=== PROBLEM DETAILS ===
The records below need to come back exactly as they are, pictures omitted.

=== Section Start ===

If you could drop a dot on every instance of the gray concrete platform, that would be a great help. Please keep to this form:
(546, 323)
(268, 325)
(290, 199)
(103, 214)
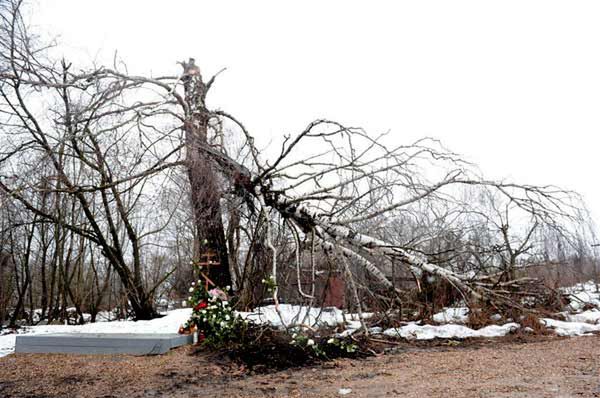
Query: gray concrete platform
(100, 343)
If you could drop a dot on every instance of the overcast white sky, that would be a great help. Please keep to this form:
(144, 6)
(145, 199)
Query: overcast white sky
(512, 85)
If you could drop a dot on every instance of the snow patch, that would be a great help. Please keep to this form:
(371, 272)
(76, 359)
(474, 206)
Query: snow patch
(167, 324)
(427, 332)
(452, 315)
(563, 328)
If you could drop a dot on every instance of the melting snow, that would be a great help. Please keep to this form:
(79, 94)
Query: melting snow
(452, 315)
(570, 328)
(427, 332)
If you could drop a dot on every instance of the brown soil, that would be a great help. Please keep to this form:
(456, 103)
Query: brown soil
(538, 367)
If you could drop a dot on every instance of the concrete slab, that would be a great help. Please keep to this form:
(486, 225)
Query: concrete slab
(101, 343)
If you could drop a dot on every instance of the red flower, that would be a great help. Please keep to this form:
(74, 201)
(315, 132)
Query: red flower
(200, 305)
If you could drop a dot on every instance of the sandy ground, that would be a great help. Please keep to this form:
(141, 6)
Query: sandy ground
(547, 367)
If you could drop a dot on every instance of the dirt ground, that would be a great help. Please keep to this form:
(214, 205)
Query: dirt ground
(546, 367)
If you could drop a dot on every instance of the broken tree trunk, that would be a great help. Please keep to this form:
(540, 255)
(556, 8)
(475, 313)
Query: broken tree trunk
(205, 186)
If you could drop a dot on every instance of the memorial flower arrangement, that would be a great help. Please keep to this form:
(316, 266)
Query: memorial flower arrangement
(212, 316)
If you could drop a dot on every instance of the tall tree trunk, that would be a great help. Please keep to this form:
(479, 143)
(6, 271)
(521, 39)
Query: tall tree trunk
(204, 180)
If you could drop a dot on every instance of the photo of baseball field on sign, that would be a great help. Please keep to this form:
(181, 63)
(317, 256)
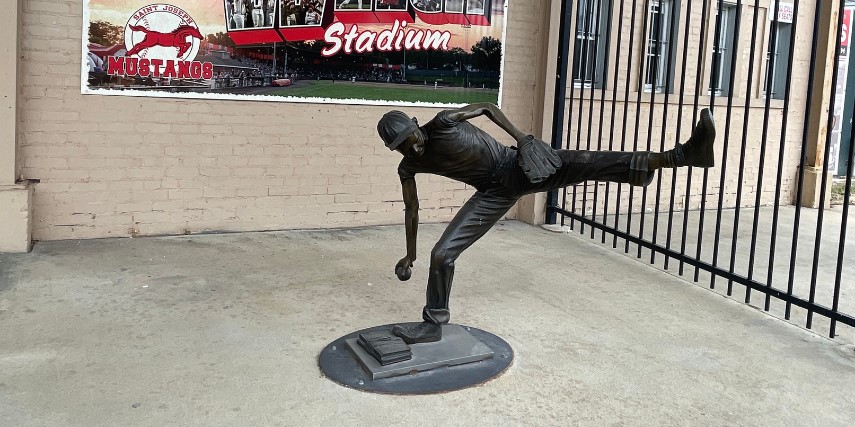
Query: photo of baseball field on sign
(395, 52)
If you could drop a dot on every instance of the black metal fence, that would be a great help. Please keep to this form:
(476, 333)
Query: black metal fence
(634, 74)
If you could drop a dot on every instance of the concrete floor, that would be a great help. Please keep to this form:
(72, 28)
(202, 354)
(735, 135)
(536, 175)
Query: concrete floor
(828, 251)
(225, 330)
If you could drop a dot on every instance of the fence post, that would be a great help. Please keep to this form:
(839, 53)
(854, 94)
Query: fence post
(815, 156)
(531, 208)
(15, 199)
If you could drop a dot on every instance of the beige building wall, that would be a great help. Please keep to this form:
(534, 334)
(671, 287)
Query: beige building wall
(115, 166)
(635, 134)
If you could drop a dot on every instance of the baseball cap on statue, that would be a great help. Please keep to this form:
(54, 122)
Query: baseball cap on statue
(394, 127)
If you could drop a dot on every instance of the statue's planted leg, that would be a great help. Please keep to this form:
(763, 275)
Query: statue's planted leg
(475, 218)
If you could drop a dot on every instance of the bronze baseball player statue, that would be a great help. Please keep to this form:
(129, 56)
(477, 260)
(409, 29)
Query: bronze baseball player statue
(451, 147)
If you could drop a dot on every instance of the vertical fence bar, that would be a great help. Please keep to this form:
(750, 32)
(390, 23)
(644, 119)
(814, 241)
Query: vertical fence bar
(668, 87)
(570, 112)
(559, 101)
(654, 71)
(822, 191)
(847, 193)
(645, 43)
(743, 146)
(728, 122)
(803, 159)
(759, 189)
(587, 30)
(677, 137)
(625, 106)
(602, 111)
(596, 25)
(572, 102)
(687, 201)
(705, 180)
(777, 203)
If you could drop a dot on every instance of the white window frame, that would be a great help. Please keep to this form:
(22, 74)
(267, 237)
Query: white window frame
(781, 52)
(663, 47)
(590, 43)
(726, 18)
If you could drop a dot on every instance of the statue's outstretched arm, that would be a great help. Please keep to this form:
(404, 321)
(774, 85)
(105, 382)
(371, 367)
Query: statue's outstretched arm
(491, 111)
(411, 223)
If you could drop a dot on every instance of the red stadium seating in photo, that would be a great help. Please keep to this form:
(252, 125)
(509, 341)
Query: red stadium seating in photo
(432, 12)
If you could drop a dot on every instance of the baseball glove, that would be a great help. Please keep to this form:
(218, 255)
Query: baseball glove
(537, 159)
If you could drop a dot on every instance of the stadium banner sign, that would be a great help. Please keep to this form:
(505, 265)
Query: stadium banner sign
(378, 52)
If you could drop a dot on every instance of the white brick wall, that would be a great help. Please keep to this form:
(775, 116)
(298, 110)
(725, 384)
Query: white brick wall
(122, 166)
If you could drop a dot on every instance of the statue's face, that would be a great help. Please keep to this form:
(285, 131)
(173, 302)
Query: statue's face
(413, 146)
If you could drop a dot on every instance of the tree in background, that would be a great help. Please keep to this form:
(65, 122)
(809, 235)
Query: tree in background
(221, 39)
(106, 34)
(487, 54)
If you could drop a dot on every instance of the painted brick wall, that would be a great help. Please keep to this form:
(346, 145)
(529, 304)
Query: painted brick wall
(635, 134)
(114, 166)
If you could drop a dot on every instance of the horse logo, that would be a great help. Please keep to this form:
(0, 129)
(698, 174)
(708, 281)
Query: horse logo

=== Section End ===

=== OUTPUT BELOW ===
If you could drop a dot on every instance of the gray concrete platform, that would be a great help. Please keep to this form:
(546, 323)
(268, 325)
(290, 199)
(103, 214)
Query: gray concrete platform
(100, 343)
If you could drop a dot on every instance of the overcast white sky, that would be a great help. Please keep to this form:
(144, 6)
(145, 199)
Query: overcast white sky
(512, 85)
If you could drop a dot on every instance of the snow patch, that would be a great help. Please keep to this form:
(371, 272)
(76, 359)
(474, 206)
Query: snow patch
(167, 324)
(427, 332)
(452, 315)
(563, 328)
If you could drop a dot on every instance of the melting snow, that would be a great help. Please keep to this form:
(79, 94)
Query: melting snow
(452, 315)
(570, 328)
(427, 332)
If you could drop a dot on every instance of the brown soil, that would be a great help. Please keep to this form:
(456, 103)
Query: brown soil
(538, 367)
If you could drop a dot on every instance of the concrete slab, that would be a great help. Please keep to this form:
(486, 225)
Query: concrete slab
(101, 343)
If you could drop a dot on every instance of the red flower, that would be a great help. Please keep to this form:
(74, 201)
(315, 132)
Query: red flower
(200, 305)
If you could drop a dot on every instance of the sandy ground, that would be a great help. Please keep to this form:
(141, 6)
Query: sandy ground
(547, 367)
If you could drop a dot on every instance of the dirt ground, that would be a great help. Please keep to this form:
(214, 205)
Query: dirt ground
(546, 367)
If you could drop a dot on every instance of the broken tree trunk, that would be a great help. Please keep to this form:
(540, 255)
(556, 8)
(475, 313)
Query: broken tree trunk
(205, 186)
If you could drop a dot on every instance of the memorial flower arrangement, that would be a great help. Please keep to this form:
(316, 266)
Query: memorial flower arrangement
(212, 316)
If you could drop a dot on every instance of the tall tree trunk, that would be a great help. Please keep to this form:
(479, 143)
(6, 271)
(521, 39)
Query: tall tree trunk
(204, 180)
If you could drop a dot on every instance of the photo of baseball field on sign, that would be a great help. Please keep to this form:
(181, 63)
(317, 256)
Query: photo of baseball field on sign
(395, 52)
If you could drop a dot on every instance of the black metal fence, that would be a great help. Please keep to this form:
(476, 333)
Query: black metal fence
(634, 74)
If you could drop a dot on every instance of the concrete floor, that would be a great help. Please keep to this form:
(72, 28)
(202, 354)
(735, 135)
(536, 175)
Query: concrete floor
(828, 251)
(225, 330)
If you could drop a dot on every instance of the fence post, that would be a great help. Please keep to this form:
(839, 53)
(854, 94)
Query: fence post
(815, 156)
(531, 208)
(15, 199)
If you could drop a dot on every instance of the beige building wall, that would be a great help. Please keep to this form:
(534, 334)
(671, 287)
Query: beige building wall
(115, 166)
(635, 134)
If you could drop a dot on every instance of the baseball cap on statue, that would be a great help. Please keep to this form:
(54, 122)
Query: baseball cap on statue
(394, 127)
If you could drop a dot on every instance of the statue's planted leg, that would be a great help. Please keep to this form:
(763, 275)
Query: statue's planted leg
(475, 218)
If you could drop a dot on every instance of the bronze baseball player statue, that would be a great help. Please keep to this form:
(129, 56)
(477, 260)
(409, 29)
Query: bronze baseball player statue
(451, 147)
If you could drop a dot on every instance of the vertical fence bar, that would be a great help. Please keep to this form:
(750, 32)
(390, 23)
(644, 119)
(814, 241)
Query: vertical fence bar
(668, 87)
(570, 112)
(559, 101)
(654, 71)
(822, 191)
(847, 193)
(645, 43)
(743, 146)
(728, 122)
(803, 159)
(759, 189)
(587, 30)
(677, 137)
(625, 106)
(602, 111)
(596, 25)
(572, 102)
(687, 201)
(705, 180)
(777, 203)
If you could drop a dot on every instance of the white window frame, that would be a great help. Please keep to this form:
(22, 74)
(267, 237)
Query: white window frame
(781, 52)
(663, 47)
(590, 43)
(726, 18)
If you could drop a dot on every instance of the statue's outstretched arm, that would be a great help. Please keep to this form:
(404, 321)
(774, 85)
(105, 382)
(371, 367)
Query: statue's outstretched arm
(491, 111)
(411, 223)
If you could drop a dot on every instance of the red stadium seating in photo, that would be a great help. Please keep to this form:
(252, 125)
(509, 341)
Query: red stadium seating in photo
(432, 12)
If you could drop a dot on every instance of the baseball glove, that would be a great help. Please keep to this form:
(218, 255)
Query: baseball glove
(537, 159)
If you could drop a dot on every instance of the stadium banner sign, that would be a great help. Please keep to this form:
(505, 265)
Query: stadium banner sign
(378, 52)
If you could drop a dot on every instance of the white brick wall, that would be a great help. Please keep to this form:
(775, 116)
(298, 110)
(725, 384)
Query: white brick wall
(122, 166)
If you could drop a dot on every instance of the statue's face, that would be a great help. Please keep to this form:
(285, 131)
(173, 302)
Query: statue's face
(413, 146)
If you could drop a dot on every instance of the tree in background, that would be a great help. Please keep to this form:
(65, 122)
(809, 235)
Query: tree in background
(221, 39)
(106, 34)
(487, 54)
If you could drop a dot on every instance of the painted brick wall, that would be a great help. Please keep to this form:
(346, 145)
(529, 304)
Query: painted brick wall
(635, 134)
(114, 166)
If you could drop a dot on every instance of the horse logo, that would be a great help. Please keep to this form:
(0, 129)
(698, 174)
(708, 281)
Query: horse logo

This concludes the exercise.